(WHAT YOU WILL DO): Scan the records below and report how many lines contain the word "here", giving the number by itself.

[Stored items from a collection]
-- Opening Marker --
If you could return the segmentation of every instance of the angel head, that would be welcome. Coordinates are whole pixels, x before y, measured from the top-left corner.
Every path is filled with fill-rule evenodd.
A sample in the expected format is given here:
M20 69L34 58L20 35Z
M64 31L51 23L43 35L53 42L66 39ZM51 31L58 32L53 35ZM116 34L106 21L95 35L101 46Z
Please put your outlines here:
-- Closing Marker --
(EXERCISE ANSWER): 2